• YOUR OBJECTIVE: Extend the interview with equine dentist Spencer LaFlure by writing what comes next after its last sentence.

Interview with Natural Balance Equine Dentist, Spencer LaFlure



Born on a pack trip through the Adirondack Mountains of New York, Spencer grew up on his parents’ two dude ranches there. He has had a lifetime of experiences with all kinds of horses. After a successful rodeo career, he trained horses, but decided he could better help the horse through dentistry. He holds advanced certification in Natural Balance Dentistry® from Advanced Whole Horse Dentistry Learning Center. He now practices extensively throughout the United States.

After five years of research, Spencer developed a procedure he calls Natural Balance Dentistry® which consists of equilibrating the front teeth first according to each individual horse’s bars of the mouth, then going on to equilibrate or balance the back teeth to restoring centric relationship of the TMJ. He has had tremendous success with this procedure, and as he puts it, “I haven’t had a horse yet that it hasn’t worked on with fantastic results!”

Spencer’s unique, landmark development of addressing the angle of the incisors first makes profound changes throughout the horse’s body and in the stomatagnathic system as well . A balanced mouth is about a lot more than just eating, it’s neurologically of far greater importance than anyone could possibly imagine.

Spencer and his wife Judy own and operate Circle L Ranch in Thurman, New York. ________________________________________________________________________

 What led to your interest in equine dentistry?

I was raised on a dude ranch in New York where we ran several hundred head of horses on an open range.  Growing up around horses, I always wondered why middle-aged horses start losing their top line.  This curiosity led me to attend equine dental school in Idaho.

• ENTRIES SUPPLIED:
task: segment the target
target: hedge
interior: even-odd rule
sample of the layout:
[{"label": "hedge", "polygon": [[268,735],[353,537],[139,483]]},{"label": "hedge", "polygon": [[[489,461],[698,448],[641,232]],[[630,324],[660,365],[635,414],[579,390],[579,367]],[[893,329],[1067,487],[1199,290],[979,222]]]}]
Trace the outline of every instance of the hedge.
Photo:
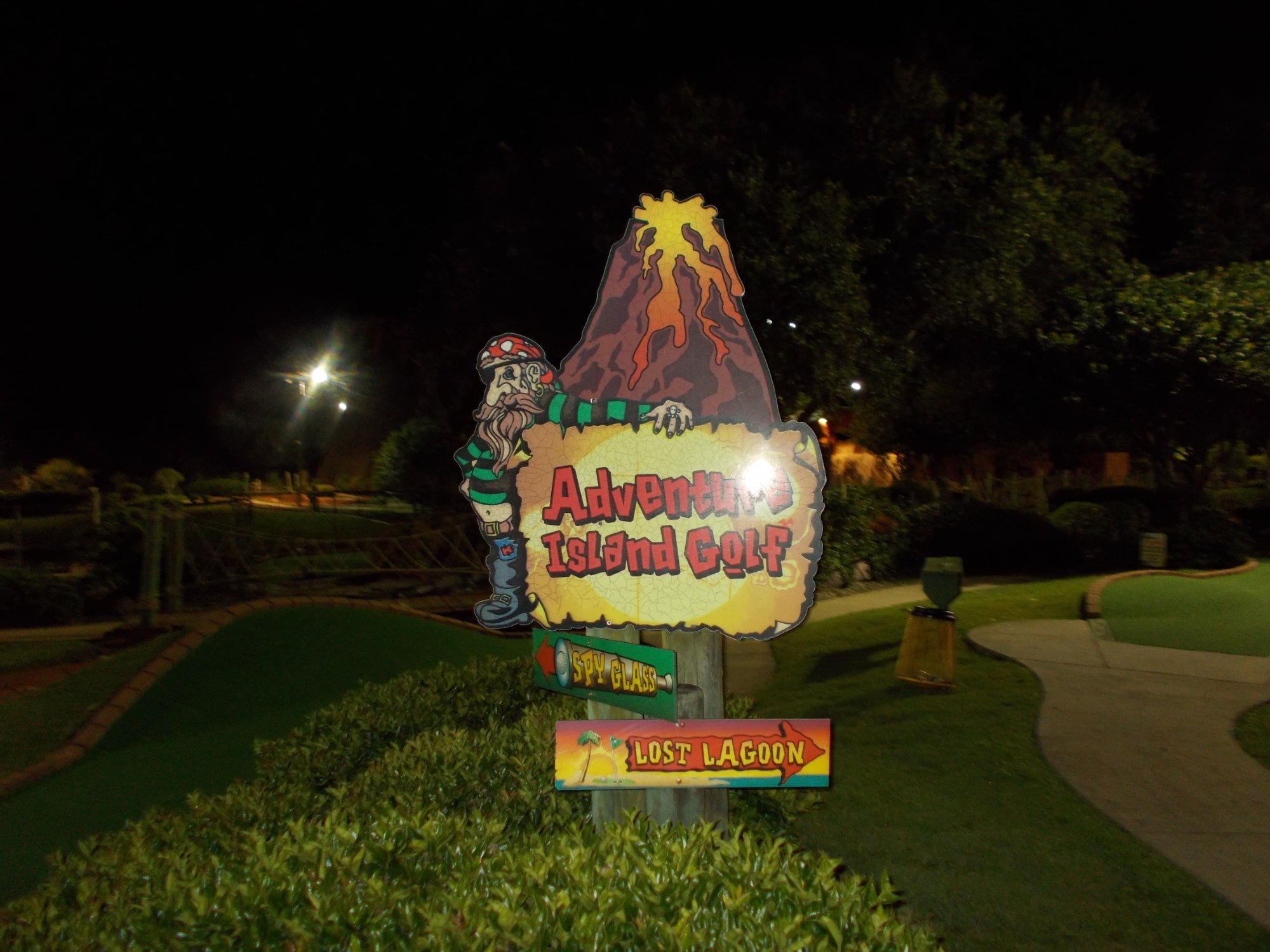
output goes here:
[{"label": "hedge", "polygon": [[794,791],[734,795],[726,839],[641,817],[596,831],[589,797],[551,783],[554,722],[582,702],[527,668],[352,692],[259,744],[255,779],[55,857],[0,913],[0,947],[936,947],[885,877],[772,835]]},{"label": "hedge", "polygon": [[960,556],[966,575],[1062,572],[1080,564],[1072,541],[1044,515],[973,499],[931,503],[912,512],[898,567],[917,575],[927,556]]}]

• RESULT BELOW:
At that school, I learned traditional equine dentistry (which is not what I use today.)   I noticed that horses’ jaws still seemed to be out of balance even after having traditional dentistry work done. Hundreds of horse skulls were available to me at this school, and I began to study them.  I learned several things, but primarily, that power tools take too much off the teeth too fast and provide poor dentistry.  This led me to perform my own research and develop the technique I use and teach to others: Natural Balance Dentistry®.  


How does Natural Balance Dentistry® differ from traditional equine dentistry?

Natural Balance Dentistry® takes each horse’s natural bite plane into consideration and balances the bite plane to the temporomandibular joint (TMJ).  We focus on the length and angle of the front teeth.   Our philosophy is ‘less is more’—with a little help, the mouth will find its own balance.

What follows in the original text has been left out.